PASSAGE TO READ -
Dmitry Kovalenko: a collection that formed itself
David Ter-Oganyan. Dmitry, 2005. Acrylic on canvas, 59.8x50 cm
Moscow businessman and art patron Dmitry Kovalenko, the scion of a long line of Russian artists, swears that his collection created itself, without his interference.
By all rights, Dmitry Kovalenko could have been an artist himself. He was born into a family that unites several dynasties of Russian artists and he grew up in their studios, so much so, that in his eyes, one of Moscow’s leadings museums very much resembles a portrait gallery of his own family. Nonetheless, he took a different path and built a business with his wife as a consultant to Italian companies. However, the end result was still art.
Since the 1990s, he has accumulated one of Russia’s best collections of contemporary art, which numbers nearly 700 works. They include many by Vladimir Dubossarsky (b. 1964) and Alexander Vinogradov (b. 1976), as well as Konstantin Zvezdochotov (b. 1958), Vladislav Mamyshev-Monroe (1969–2013) and younger artists, such as Anya Zholud (b. 1981).
Much of his collection hangs on the walls of his office situated in what used to be one of Moscow’s industrial zones. “For me, this is my usual milieu as there were always paintings around me since childhood,” he said. “It’s more pleasant than a bare wall.”
Some 200 of this collection’s works will be on display in the New State Tretyakov Gallery’s West Wing, the very institution whose content so vividly reminds Kovalenko of his own family. However, the exhibition’s opening also depends on when the coronavirus quarantine can be lifted.
It takes thick tomes and extensive family trees to sort through Kovalenko’s background, which includes one of Russia’s most popular painters, Valentin Serov (1865–1911), his great-grandmother’s cousin. One of his great-grandmother’s sisters posed for ‘Girl in the Sunlight’, a portrait by Serov. More immediately, his great-grandfather was Ivan Yefimov (1878–1954), a sculptor and theater designer, while his great-grandmother, Nina Simonovich-Yefimov (1877–1948), was a painter, graphic and puppet artist.
In the 1930s, Yefimov and another relative, Vladimir Favorsky (1886–1064), an artist known for his woodcuts and book illustrations, were allocated to create an art studio on the outskirts of Moscow. Known as the “Krasny Dom” (Red House), this magical shelter from reality is still going strong to this day and the descendants of the original founders continue to create in it.
That heritage guided Kovalenko, who has an eye for beauty. His guide in the world of contemporary art has for many years been Elena Selina, curator and director of XL, one of Moscow’s oldest and most prestigious galleries. Selina is also the curator of Kovalenklo’s Tretyakov exhibition, which will present the works in alphabetical order, listing artists by their surname.

STUDY QUESTIONS -
[a] Answer from the article on Dmitry Kovalenko's collection:
(i) About how many works does the collection number?
(ii) Roughly how many of its works will be shown in the New State Tretyakov Gallery's West Wing?
(iii) Who posed for Serov's 'Girl in the Sunlight'?
[b] Transcribe everything in the article on Dmitry Kovalenko's collection from "That heritage guided" down to "by their surname.".
[c] Go on with the article about Dmitry Kovalenko's art collection from its last sentence.
The lines after this point are separate material with no connection to the article on Dmitry Kovalenko.

EXCERPTED DATA -
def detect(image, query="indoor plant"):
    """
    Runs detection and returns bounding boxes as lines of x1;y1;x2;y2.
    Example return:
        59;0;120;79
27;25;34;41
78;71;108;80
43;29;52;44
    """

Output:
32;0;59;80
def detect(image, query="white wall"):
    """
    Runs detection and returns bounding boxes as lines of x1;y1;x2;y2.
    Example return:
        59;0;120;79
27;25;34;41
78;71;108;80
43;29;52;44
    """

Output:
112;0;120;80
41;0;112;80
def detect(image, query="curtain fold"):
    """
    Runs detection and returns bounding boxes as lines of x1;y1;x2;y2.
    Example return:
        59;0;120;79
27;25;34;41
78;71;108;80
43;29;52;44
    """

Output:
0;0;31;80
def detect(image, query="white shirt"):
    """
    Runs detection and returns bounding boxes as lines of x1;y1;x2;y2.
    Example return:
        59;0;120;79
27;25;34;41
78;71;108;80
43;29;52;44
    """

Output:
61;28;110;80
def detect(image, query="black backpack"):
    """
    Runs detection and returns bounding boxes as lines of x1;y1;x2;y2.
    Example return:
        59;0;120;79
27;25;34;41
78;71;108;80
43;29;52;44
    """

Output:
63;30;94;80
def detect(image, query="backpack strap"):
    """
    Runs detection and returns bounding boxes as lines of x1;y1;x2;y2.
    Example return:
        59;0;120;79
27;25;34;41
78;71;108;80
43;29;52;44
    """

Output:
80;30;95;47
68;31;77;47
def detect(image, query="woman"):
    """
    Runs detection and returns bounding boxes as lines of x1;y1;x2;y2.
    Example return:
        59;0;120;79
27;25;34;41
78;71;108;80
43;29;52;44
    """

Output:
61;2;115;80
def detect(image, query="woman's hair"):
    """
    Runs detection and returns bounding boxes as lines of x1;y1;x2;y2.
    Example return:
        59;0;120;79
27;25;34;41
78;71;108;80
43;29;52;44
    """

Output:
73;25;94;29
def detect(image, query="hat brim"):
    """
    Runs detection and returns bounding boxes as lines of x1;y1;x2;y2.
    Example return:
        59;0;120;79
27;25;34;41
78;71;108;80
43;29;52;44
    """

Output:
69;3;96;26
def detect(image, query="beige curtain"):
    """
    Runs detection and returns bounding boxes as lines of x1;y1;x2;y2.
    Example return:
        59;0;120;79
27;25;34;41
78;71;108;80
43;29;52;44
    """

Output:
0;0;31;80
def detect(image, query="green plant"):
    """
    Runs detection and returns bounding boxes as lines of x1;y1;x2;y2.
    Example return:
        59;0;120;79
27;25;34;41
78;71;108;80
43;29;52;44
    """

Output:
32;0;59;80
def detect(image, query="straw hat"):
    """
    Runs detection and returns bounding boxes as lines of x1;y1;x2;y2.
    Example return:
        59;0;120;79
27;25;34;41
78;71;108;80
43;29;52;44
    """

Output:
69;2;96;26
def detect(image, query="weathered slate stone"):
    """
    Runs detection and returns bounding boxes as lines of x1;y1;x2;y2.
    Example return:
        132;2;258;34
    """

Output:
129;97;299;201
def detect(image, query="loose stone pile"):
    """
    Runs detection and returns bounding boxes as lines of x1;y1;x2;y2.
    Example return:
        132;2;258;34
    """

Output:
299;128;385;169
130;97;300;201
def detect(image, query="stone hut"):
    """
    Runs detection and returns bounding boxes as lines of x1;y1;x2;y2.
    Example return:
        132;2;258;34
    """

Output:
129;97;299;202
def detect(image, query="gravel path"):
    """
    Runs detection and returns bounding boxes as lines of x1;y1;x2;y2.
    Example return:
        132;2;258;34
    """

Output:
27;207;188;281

PER-TASK OUTPUTS -
[a]
(i) Nearly 700.
(ii) Some 200.
(iii) One of Kovalenko's great-grandmother's sisters.

[b]
That heritage guided Kovalenko, who has an eye for beauty. His guide in the world of contemporary art has for many years been Elena Selina, curator and director of XL, one of Moscow’s oldest and most prestigious galleries. Selina is also the curator of Kovalenklo’s Tretyakov exhibition, which will present the works in alphabetical order, listing artists by their surname.

[c]
“From my childhood, I was surrounded by paintings and sculptures of my relatives. In the early 1990s, galleries started to open in Moscow and this became the contemporary art scene,” he said, mentioning early gallery owners such as Marat Guelman, Aidan Salakhova, Vladmir Ovcharenko and Selina. “I helped them when they opened (their galleries). There were expenses. They had to print catalogues and stage exhibitions,” he says of those early days and the start of his collection. “My first (art) works were their way of thanking me for my help.”
“It wasn’t my goal to create a collection,” he says. “It collected itself, in a natural way. I first supported one gallery and its artists, then another. Not all of them, only the ones I liked.”
The result was that Kovalenko got to own some of the best pieces created by Vinogradov & Dubossarsky (then a duo, but which has since split). Kovalenko also got hold of early works by Yelena Yegalina (b. 1949) and Igor Makarevich (b. 1943).
Once his collection, which focuses almost exclusively on the 1990s and the 2000s, started expanding, Kovalenko began to seek out specific works.
“When I choose a work, the main thing for me is to hang it on a wall and to want to look at it, for it to be beautiful, for it to be pleasing to look at, and for it to have a certain kind of energy. This is how my collection was formed,” he explained. It is also a completely non-commercial collection. Kovalenko does not deal in his works and does not expect them to increase significantly in value. “I never looked at it as an investment, but always simply for the sake of beauty,” he said. Having already got some of the best works of older Russian contemporary artists, he says that in order to be drawn to purchase something by new ones, “they have to amaze me”.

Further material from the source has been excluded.